● Text provided
Danish researchers have started a large search in order to discover and describe concepts to find alternatives to the usage of zinc (Zn) and copper (Cu) in weaner pigs.
The principle of concept testing is to invite commercial suppliers and other parties with good (and substantiated) ideas for 3 feeding concepts in the period between 7-30 kg, explained Niels Jørgen Kjeldsen, researcher at the Danish agricultural research organisation SEGES. He would be looking for mixes for piglets between 7-9 kg, 9-15 kg and 15-30 kg.
Inviting interested parties to apply at SEGES before 1 July 2017 by describing the design of their concept in terms of special ingredients or additives, he added, “The concepts can consist of products from different commercial suppliers, as this test concerns concepts, not commercial suppliers. However, only products that are commercially available (i.e. fully developed) are eligible for inclusion in the test.”
The trials, which will start in October 2017, will be designed to comprise of 6 groups, Kjeldsen explained in a note to Pig Progress.

[Dataset excerpts]
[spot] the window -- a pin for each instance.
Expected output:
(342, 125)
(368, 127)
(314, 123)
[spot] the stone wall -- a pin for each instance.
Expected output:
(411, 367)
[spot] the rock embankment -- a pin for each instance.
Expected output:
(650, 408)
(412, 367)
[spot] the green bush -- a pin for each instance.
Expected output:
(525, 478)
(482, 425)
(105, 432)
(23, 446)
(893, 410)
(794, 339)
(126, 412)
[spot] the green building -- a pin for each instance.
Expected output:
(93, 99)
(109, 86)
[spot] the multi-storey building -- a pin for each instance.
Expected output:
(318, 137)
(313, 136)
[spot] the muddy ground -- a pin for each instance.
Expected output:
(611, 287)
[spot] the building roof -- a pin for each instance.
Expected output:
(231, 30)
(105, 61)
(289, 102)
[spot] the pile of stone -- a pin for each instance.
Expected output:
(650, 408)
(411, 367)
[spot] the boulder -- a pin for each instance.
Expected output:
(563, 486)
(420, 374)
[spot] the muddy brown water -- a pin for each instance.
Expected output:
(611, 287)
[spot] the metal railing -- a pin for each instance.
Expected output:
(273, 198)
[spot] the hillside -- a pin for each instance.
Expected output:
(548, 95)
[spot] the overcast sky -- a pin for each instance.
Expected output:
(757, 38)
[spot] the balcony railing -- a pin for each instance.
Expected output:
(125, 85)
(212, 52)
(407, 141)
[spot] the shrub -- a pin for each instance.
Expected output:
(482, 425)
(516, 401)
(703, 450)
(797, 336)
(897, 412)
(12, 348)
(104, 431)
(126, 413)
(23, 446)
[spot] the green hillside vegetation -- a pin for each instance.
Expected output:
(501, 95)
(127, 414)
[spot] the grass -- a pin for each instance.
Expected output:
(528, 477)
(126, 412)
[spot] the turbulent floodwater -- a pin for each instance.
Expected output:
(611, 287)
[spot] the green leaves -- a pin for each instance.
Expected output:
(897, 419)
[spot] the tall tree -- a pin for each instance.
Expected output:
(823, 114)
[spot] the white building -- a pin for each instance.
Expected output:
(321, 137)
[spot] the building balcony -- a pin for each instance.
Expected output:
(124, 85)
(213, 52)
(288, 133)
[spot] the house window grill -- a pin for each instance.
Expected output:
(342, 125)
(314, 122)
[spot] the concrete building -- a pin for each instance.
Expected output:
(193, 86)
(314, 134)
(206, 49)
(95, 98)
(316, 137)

● What is being asked
Please say whether each statement agrees with the text on alternatives to zinc and copper for weaner pigs: (a) interested parties must apply at SEGES before 1 July 2017; (b) products still under development may be included in the test; (c) the trials will be made up of 6 groups. Answer yes or no for each, quoting the deciding words. The rows aren't needed for the task.

● Output below
(a) Yes: "apply at SEGES before 1 July 2017"
(b) No: "only products that are commercially available (i.e. fully developed) are eligible for inclusion in the test"
(c) Yes: "will be designed to comprise of 6 groups"